[[ DATA TO EXAMINE, beginning ]]
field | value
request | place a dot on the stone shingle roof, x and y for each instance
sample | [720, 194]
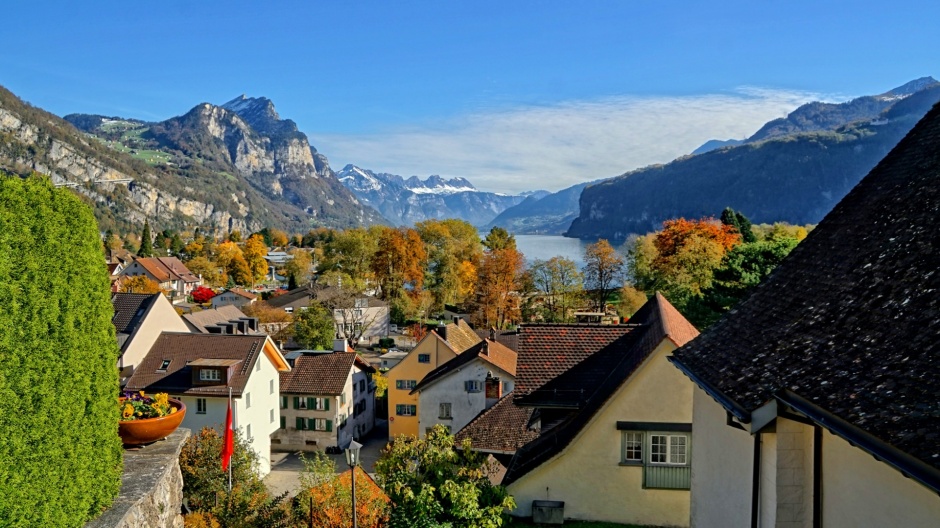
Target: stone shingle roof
[850, 320]
[322, 374]
[182, 348]
[584, 388]
[503, 428]
[487, 351]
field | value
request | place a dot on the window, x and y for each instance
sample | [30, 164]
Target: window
[632, 447]
[210, 375]
[406, 410]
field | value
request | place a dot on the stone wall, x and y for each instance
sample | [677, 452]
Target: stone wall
[151, 487]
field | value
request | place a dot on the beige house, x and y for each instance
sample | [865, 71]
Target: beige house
[436, 348]
[818, 397]
[614, 430]
[139, 319]
[327, 399]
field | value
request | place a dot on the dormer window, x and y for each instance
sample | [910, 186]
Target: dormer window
[210, 375]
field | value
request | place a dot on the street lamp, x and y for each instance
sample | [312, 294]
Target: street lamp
[352, 458]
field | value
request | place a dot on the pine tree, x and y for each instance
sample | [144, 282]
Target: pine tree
[146, 244]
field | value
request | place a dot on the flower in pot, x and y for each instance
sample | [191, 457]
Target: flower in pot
[146, 419]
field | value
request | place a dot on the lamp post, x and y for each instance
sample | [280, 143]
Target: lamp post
[352, 458]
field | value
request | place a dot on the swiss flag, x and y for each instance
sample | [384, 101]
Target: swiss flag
[228, 446]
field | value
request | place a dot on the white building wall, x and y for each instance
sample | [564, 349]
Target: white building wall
[465, 406]
[861, 492]
[722, 461]
[161, 317]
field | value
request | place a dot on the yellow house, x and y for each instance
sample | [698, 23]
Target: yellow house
[614, 430]
[818, 396]
[438, 347]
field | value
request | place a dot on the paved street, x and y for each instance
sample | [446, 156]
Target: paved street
[286, 467]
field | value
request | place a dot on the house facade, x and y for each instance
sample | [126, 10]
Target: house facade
[327, 399]
[435, 349]
[457, 391]
[139, 319]
[169, 272]
[816, 400]
[203, 369]
[236, 297]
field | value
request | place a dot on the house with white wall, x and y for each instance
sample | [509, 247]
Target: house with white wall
[457, 391]
[139, 319]
[327, 399]
[609, 423]
[817, 399]
[202, 369]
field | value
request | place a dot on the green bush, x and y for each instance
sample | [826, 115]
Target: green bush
[60, 453]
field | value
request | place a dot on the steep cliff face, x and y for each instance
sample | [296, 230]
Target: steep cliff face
[208, 168]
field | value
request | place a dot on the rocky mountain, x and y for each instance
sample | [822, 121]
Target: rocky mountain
[209, 168]
[408, 201]
[792, 170]
[542, 214]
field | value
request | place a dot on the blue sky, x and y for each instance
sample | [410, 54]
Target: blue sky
[511, 95]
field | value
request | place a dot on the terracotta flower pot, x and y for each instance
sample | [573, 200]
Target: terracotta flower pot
[147, 430]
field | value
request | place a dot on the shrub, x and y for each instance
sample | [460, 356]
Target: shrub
[61, 455]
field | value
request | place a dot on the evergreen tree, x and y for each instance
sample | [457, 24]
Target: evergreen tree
[146, 244]
[60, 452]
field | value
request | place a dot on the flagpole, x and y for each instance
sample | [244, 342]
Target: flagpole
[233, 427]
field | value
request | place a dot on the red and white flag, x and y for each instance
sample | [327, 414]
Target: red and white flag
[228, 445]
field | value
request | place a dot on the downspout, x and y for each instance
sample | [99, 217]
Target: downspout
[817, 476]
[755, 483]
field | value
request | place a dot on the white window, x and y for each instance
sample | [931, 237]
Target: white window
[210, 375]
[669, 449]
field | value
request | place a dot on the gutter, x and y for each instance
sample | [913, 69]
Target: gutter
[739, 412]
[909, 466]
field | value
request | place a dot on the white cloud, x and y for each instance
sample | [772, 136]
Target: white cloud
[553, 147]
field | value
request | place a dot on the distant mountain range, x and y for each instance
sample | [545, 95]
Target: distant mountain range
[235, 166]
[793, 169]
[408, 201]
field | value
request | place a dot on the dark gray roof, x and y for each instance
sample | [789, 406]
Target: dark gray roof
[850, 320]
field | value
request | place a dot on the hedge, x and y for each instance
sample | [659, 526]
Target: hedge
[60, 454]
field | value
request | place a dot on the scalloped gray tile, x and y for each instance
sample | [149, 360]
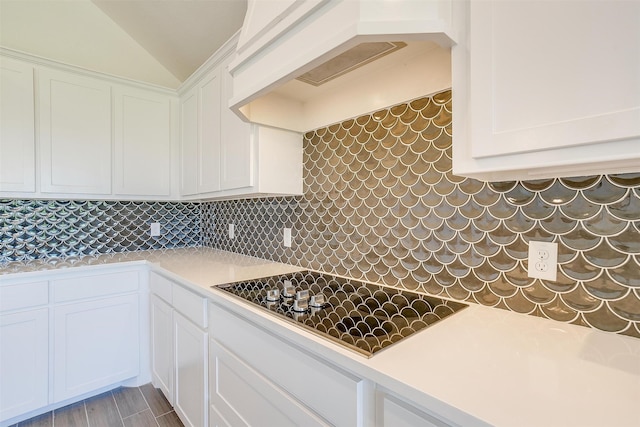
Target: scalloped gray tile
[381, 204]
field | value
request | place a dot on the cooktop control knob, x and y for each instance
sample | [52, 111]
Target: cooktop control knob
[317, 301]
[300, 305]
[289, 290]
[273, 295]
[302, 295]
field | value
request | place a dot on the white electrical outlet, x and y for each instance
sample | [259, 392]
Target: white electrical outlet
[543, 260]
[287, 237]
[155, 229]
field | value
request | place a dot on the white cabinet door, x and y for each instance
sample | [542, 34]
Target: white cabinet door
[142, 150]
[209, 127]
[75, 133]
[189, 143]
[285, 372]
[96, 344]
[190, 347]
[553, 89]
[162, 364]
[17, 130]
[24, 362]
[200, 137]
[236, 156]
[240, 396]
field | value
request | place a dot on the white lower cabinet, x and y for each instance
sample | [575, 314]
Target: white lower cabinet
[279, 384]
[67, 336]
[393, 411]
[24, 362]
[241, 396]
[95, 345]
[162, 363]
[179, 351]
[191, 371]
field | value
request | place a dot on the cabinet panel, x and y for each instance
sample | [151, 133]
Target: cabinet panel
[189, 143]
[19, 295]
[190, 347]
[293, 370]
[393, 412]
[142, 149]
[17, 130]
[162, 364]
[96, 344]
[75, 133]
[242, 397]
[24, 362]
[237, 158]
[558, 87]
[532, 104]
[209, 127]
[191, 305]
[94, 286]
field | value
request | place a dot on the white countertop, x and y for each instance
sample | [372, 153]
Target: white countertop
[500, 367]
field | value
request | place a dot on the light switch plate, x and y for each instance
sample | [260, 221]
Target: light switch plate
[543, 260]
[287, 237]
[155, 229]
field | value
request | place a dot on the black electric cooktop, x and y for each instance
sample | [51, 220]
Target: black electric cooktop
[363, 317]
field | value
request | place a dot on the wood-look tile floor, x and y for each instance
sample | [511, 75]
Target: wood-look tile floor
[143, 406]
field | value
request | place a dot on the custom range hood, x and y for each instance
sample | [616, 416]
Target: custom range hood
[304, 64]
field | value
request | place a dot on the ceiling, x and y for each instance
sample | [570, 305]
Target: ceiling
[157, 41]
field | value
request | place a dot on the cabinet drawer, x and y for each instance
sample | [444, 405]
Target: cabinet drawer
[[ DATA TO EXAMINE, end ]]
Repeat the data above exactly, images excluded.

**ANSWER BOX**
field | value
request | place a dot on the stone shingle roof, x and y for each instance
sample | [720, 194]
Target: stone shingle roof
[850, 320]
[322, 374]
[182, 348]
[584, 388]
[503, 428]
[487, 351]
field | value
request | place a dot on the window, x and y for each instance
sample | [30, 164]
Target: window
[632, 447]
[210, 375]
[406, 410]
field | value
request | place a dot on the stone wall, x and y for each instance
sample | [677, 452]
Target: stone wall
[151, 487]
field | value
request | place a dot on the beige house, x and y for each instance
sample | [865, 71]
Target: beige house
[436, 348]
[818, 397]
[614, 430]
[139, 319]
[327, 399]
field | value
request | place a dot on the dormer window, x and y for each instance
sample | [910, 186]
Target: dormer window
[210, 375]
field | value
request | place a dot on the street lamp, x and y for each instance
sample | [312, 294]
Target: street lamp
[352, 458]
field | value
request | place a dot on the pine tree, x and y for each instance
sample | [144, 282]
Target: pine tree
[146, 244]
field | value
request | place a dot on the flower in pot, x and y for each instance
sample | [191, 457]
Target: flower in pot
[146, 419]
field | value
request | place a dot on the lamp post, x and y for each instance
sample | [280, 143]
Target: lamp post
[352, 458]
field | value
request | place a dot on the swiss flag, x and y for each instance
sample | [384, 101]
Target: swiss flag
[228, 446]
field | value
request | place a dot on the white building wall, x and y for each instance
sample | [564, 349]
Target: white building wall
[465, 406]
[861, 492]
[722, 461]
[161, 317]
field | value
request | place a dot on the yellow house, x and y for each instance
sample | [698, 23]
Target: yellow house
[614, 430]
[818, 396]
[438, 347]
field | value
request | place a dot on the paved street, x and y for each instance
sample | [446, 156]
Target: paved street
[286, 467]
field | value
request | place a dot on the house facade, x and y for each instance
sample | [126, 10]
Target: house facade
[327, 399]
[435, 349]
[457, 391]
[139, 319]
[169, 272]
[816, 400]
[203, 369]
[236, 297]
field | value
request | place a dot on the house with white wall, x and y for each instance
sample | [509, 247]
Target: house with white wall
[457, 391]
[139, 319]
[327, 399]
[609, 423]
[817, 399]
[202, 369]
field | value
request | place a dot on the green bush, x and y for each instance
sample | [826, 115]
Target: green bush
[60, 453]
field | value
request | place a dot on the steep cliff face, x and y for each instance
sample | [296, 230]
Target: steep cliff face
[208, 168]
field | value
request | place a dot on the rocky mountain, x and y for each instance
sample | [822, 121]
Target: rocky mountain
[209, 168]
[408, 201]
[792, 170]
[542, 214]
field | value
request | place a dot on the blue sky, x and y for each instance
sample | [410, 54]
Target: blue sky
[511, 95]
field | value
request | place a dot on the terracotta flower pot, x and y for each instance
sample | [573, 200]
Target: terracotta flower pot
[147, 430]
field | value
request | place a dot on the shrub, x and y for each instance
sample | [460, 356]
Target: shrub
[61, 455]
field | value
request | place a dot on the evergreen tree, x and y for each instance
sample | [457, 24]
Target: evergreen tree
[146, 244]
[60, 452]
field | value
request | place a dot on the flagpole, x and y for each instance
sample | [244, 342]
Target: flagpole
[233, 427]
field | value
request | place a dot on the red and white flag, x and y for each instance
sample | [327, 414]
Target: red and white flag
[228, 445]
field | value
request | place a dot on the downspout, x and y for each instance
sample | [99, 217]
Target: downspout
[817, 476]
[755, 483]
field | value
request | place a dot on the white window, x and y for each instance
sample | [931, 237]
Target: white window
[210, 375]
[669, 449]
field | value
request | place a dot on the gutter, x and y for each instance
sample | [913, 69]
Target: gutter
[739, 412]
[909, 466]
field | value
request | place a dot on the white cloud, x and y for each instance
sample | [772, 136]
Target: white cloud
[553, 147]
field | value
request | place a dot on the distant mountain range, x and y for each instance
sample | [545, 95]
Target: distant mountain range
[235, 166]
[793, 169]
[408, 201]
field | value
request | place a dot on the dark gray roof, x and y for each instance
sample | [789, 406]
Target: dark gray roof
[850, 320]
field | value
request | place a dot on the hedge, x and y for each instance
sample | [659, 526]
Target: hedge
[60, 454]
field | value
request | place a dot on the scalloped gray tile, x and y for each instance
sample | [149, 360]
Target: scalloped gray tile
[381, 204]
field | value
request | place a dot on the cooktop control knob, x and y for each instance
sample | [52, 111]
Target: cooktop control knob
[317, 301]
[300, 305]
[289, 290]
[273, 295]
[302, 295]
field | value
request | place a dot on the white electrical outlet, x and y for each instance
sample | [259, 392]
Target: white electrical outlet
[543, 260]
[287, 237]
[155, 229]
field | value
request | place a dot on the white cabinet door, x and y for each instance
sample | [542, 34]
Target: white cabinet door
[142, 150]
[209, 127]
[75, 133]
[189, 143]
[285, 372]
[96, 344]
[190, 347]
[553, 89]
[162, 364]
[17, 130]
[24, 362]
[200, 137]
[236, 156]
[240, 396]
field | value
request | place a dot on the white lower cabinet, x and y for each instance
sample | [575, 314]
Target: white lower cabinet
[279, 384]
[67, 336]
[393, 411]
[24, 362]
[241, 396]
[95, 345]
[162, 363]
[179, 351]
[191, 371]
field | value
request | place a dot on the cabinet panel, x and y for each instance
sample | [151, 133]
Target: cabinet panel
[189, 143]
[19, 295]
[190, 347]
[293, 370]
[393, 412]
[142, 149]
[17, 130]
[162, 364]
[96, 344]
[75, 133]
[242, 397]
[24, 362]
[237, 158]
[558, 87]
[532, 104]
[209, 127]
[191, 305]
[94, 286]
field | value
request | place a dot on the white countertop, x and y for each instance
sample | [372, 153]
Target: white countertop
[500, 367]
field | value
request | place a dot on the light switch plate, x and y for each instance
sample | [260, 221]
Target: light switch plate
[543, 260]
[287, 237]
[155, 229]
field | value
request | place a dot on the black electric cooktop, x and y for each instance
sample | [51, 220]
Target: black electric cooktop
[363, 317]
field | value
request | place a dot on the wood-look tile floor, x and y for each instance
sample | [511, 75]
Target: wood-look tile floor
[143, 406]
field | value
request | place a dot on the custom range hood, x and y for each instance
sample | [616, 416]
Target: custom range hood
[304, 64]
field | value
request | place a dot on the ceiling, x and y for each instance
sample | [570, 305]
Target: ceiling
[157, 41]
field | value
request | place a dot on the cabinet drawer, x and y for each instance
sample | [444, 405]
Target: cabinet drawer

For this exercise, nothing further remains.